What needs to be done = Count the lines of the rows below that contain the word "barren", treating uppercase and lowercase as different. Give only the number.

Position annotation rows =
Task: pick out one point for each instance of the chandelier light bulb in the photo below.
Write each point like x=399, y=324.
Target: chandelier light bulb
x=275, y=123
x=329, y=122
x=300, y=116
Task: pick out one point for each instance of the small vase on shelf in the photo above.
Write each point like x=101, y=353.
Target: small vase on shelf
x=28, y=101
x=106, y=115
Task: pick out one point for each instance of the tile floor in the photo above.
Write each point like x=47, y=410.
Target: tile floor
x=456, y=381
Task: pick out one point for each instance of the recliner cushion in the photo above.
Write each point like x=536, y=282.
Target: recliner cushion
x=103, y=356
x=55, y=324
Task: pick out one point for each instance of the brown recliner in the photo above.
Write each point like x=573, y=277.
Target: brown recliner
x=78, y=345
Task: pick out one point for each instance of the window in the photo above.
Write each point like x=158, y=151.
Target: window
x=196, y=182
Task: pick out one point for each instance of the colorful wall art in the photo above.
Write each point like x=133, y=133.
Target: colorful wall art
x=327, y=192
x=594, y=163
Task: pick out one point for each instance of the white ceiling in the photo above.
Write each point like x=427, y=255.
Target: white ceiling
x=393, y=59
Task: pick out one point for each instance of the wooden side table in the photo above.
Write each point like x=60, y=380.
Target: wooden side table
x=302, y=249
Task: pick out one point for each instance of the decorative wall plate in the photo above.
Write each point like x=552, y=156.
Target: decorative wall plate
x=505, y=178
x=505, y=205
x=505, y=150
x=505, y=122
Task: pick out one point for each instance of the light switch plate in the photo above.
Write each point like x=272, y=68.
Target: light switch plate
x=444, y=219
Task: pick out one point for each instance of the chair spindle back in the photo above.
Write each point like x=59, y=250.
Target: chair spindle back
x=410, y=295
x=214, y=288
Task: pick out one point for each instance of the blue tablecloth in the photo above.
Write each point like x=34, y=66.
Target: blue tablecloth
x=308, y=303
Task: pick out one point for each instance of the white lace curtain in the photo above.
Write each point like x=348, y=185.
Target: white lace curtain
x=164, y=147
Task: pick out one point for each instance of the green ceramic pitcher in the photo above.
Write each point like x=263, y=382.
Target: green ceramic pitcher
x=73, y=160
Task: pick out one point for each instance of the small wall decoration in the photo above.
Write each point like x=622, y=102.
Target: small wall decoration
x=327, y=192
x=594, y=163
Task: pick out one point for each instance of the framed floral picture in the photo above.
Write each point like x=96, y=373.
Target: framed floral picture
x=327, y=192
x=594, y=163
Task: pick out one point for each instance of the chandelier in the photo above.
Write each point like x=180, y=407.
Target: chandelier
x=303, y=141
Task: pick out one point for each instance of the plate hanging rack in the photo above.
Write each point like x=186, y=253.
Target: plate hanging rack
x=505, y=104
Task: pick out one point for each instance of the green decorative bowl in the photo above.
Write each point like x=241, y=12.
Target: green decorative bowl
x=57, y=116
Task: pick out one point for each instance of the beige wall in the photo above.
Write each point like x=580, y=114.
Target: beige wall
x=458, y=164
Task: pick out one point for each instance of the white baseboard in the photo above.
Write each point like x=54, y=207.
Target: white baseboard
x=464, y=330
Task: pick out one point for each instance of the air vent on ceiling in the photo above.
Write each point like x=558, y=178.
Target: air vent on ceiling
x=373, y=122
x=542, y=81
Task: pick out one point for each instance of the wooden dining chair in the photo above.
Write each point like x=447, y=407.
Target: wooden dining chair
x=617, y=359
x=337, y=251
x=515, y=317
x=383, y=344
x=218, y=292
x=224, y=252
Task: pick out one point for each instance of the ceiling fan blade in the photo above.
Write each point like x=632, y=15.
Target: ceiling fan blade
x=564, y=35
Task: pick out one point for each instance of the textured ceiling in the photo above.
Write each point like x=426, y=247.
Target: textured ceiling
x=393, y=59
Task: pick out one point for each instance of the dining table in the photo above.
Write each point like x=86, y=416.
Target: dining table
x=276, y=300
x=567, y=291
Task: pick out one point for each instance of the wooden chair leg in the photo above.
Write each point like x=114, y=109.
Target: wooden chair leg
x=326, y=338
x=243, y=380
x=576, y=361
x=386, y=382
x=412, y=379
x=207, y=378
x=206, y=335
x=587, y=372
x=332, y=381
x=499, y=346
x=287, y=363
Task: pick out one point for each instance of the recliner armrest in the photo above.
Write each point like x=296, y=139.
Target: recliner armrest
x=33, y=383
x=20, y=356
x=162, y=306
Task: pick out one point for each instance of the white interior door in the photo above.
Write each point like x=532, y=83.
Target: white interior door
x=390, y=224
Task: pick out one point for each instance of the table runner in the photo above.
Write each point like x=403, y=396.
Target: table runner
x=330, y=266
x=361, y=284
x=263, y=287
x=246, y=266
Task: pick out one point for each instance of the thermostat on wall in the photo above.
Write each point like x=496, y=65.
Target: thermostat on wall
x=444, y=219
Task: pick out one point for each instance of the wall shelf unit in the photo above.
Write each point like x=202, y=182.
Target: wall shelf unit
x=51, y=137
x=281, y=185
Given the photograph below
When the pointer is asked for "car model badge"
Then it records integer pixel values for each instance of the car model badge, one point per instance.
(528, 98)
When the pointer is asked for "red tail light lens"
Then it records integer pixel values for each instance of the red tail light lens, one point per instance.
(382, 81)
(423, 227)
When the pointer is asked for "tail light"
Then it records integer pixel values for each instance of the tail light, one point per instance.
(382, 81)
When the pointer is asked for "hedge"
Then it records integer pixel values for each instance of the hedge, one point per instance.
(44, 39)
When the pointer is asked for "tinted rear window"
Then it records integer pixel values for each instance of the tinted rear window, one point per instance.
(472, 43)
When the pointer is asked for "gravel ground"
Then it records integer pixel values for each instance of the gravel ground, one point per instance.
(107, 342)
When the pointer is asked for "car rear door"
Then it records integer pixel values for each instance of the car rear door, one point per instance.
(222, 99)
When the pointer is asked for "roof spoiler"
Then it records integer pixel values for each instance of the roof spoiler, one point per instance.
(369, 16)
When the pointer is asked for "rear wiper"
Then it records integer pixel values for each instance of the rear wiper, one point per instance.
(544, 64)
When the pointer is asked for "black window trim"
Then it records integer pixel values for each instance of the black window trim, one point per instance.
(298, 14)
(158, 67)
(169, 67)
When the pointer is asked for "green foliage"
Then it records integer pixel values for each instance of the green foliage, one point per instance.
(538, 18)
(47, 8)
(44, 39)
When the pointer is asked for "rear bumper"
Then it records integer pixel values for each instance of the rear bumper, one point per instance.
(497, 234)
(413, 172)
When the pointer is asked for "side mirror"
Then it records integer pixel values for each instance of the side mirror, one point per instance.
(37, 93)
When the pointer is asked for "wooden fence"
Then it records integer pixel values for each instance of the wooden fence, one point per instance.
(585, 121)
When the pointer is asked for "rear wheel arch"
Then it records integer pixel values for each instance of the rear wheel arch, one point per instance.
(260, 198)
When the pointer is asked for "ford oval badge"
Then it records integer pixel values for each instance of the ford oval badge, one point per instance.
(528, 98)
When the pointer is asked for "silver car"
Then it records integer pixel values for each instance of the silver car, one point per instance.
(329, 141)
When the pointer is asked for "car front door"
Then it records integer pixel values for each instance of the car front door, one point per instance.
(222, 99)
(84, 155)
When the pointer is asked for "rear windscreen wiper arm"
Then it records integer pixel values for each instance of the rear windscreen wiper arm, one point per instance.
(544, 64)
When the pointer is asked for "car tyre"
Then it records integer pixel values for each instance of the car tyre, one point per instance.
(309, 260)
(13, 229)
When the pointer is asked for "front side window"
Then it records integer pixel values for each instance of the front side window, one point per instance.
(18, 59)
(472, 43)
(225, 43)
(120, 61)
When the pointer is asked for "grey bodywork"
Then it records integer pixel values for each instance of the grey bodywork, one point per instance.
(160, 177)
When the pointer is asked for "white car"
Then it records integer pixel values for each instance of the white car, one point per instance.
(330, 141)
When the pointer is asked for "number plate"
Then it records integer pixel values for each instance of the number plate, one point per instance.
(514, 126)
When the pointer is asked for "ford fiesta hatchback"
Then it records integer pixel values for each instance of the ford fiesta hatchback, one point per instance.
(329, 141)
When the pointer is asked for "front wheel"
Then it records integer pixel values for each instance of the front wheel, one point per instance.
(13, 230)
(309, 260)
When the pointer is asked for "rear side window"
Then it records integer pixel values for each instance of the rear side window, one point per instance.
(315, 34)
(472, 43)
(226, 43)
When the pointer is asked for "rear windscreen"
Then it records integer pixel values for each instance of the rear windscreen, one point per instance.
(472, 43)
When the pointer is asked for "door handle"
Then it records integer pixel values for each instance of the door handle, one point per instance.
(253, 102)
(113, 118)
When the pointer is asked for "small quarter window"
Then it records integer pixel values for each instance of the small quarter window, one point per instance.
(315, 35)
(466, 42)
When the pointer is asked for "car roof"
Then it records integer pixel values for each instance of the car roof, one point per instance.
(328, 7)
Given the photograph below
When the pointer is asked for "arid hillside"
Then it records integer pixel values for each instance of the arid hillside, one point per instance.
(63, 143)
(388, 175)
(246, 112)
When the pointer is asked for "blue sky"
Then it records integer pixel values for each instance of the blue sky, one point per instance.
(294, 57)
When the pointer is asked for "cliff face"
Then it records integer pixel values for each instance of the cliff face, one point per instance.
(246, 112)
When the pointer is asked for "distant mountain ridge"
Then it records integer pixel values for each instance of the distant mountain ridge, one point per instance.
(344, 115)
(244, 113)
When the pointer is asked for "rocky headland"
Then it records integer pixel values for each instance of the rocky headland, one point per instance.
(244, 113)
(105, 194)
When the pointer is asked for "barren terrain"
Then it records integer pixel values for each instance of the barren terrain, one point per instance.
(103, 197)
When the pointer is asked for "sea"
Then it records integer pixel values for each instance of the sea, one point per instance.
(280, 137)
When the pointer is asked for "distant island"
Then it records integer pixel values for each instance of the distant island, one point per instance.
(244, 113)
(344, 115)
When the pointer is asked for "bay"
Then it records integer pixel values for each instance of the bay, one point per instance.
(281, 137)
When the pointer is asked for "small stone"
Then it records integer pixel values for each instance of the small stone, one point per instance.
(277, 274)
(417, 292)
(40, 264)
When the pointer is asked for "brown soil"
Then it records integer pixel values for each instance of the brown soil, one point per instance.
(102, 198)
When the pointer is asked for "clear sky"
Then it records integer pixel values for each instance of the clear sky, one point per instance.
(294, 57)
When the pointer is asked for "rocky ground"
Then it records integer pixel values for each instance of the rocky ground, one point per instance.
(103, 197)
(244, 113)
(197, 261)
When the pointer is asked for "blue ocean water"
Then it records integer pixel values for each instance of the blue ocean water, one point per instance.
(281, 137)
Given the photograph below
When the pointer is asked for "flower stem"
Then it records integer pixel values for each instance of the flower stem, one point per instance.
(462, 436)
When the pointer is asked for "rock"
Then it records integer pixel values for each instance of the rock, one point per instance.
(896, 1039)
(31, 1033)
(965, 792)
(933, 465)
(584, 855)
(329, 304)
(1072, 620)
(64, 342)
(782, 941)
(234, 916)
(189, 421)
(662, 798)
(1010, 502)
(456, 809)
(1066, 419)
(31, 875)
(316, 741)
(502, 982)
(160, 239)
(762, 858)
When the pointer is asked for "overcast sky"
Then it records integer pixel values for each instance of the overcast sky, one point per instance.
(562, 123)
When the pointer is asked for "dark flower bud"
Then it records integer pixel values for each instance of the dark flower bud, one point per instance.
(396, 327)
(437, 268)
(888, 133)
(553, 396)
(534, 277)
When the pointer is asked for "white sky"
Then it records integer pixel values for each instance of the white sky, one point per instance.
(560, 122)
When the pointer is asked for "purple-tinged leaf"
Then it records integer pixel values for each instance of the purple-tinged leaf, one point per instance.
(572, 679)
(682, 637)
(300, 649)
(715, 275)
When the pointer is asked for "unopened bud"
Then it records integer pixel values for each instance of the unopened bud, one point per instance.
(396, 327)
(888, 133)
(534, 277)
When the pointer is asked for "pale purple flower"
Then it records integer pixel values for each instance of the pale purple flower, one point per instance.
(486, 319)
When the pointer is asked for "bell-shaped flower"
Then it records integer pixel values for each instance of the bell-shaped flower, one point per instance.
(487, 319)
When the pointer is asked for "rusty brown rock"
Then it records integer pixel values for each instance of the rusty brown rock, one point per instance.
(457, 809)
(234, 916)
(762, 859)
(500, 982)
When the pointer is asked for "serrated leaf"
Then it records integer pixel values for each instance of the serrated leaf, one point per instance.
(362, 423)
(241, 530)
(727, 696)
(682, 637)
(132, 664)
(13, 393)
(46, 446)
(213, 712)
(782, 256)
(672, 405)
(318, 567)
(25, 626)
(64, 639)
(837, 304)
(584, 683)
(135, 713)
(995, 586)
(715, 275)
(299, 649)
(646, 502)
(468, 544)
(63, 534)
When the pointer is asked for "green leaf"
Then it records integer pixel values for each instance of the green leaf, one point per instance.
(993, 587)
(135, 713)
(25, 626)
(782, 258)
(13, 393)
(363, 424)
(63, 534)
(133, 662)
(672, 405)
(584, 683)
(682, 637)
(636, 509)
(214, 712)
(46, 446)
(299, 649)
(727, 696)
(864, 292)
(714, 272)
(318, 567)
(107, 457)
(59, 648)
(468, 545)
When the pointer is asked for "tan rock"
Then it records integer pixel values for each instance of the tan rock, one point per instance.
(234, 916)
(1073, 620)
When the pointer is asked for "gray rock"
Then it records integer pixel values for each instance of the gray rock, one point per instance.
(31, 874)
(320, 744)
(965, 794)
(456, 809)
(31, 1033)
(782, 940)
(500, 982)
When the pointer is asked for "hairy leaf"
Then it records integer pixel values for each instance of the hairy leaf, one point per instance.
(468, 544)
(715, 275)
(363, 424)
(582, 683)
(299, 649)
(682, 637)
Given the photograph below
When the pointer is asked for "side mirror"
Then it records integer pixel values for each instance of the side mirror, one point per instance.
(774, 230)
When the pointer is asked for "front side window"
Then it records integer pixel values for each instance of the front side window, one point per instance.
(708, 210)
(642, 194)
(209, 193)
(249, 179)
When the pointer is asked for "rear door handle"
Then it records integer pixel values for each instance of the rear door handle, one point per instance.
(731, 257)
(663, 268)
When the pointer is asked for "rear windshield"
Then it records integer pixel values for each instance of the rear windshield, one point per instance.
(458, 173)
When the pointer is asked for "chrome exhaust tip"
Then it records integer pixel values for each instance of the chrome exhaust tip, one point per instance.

Task solution = 2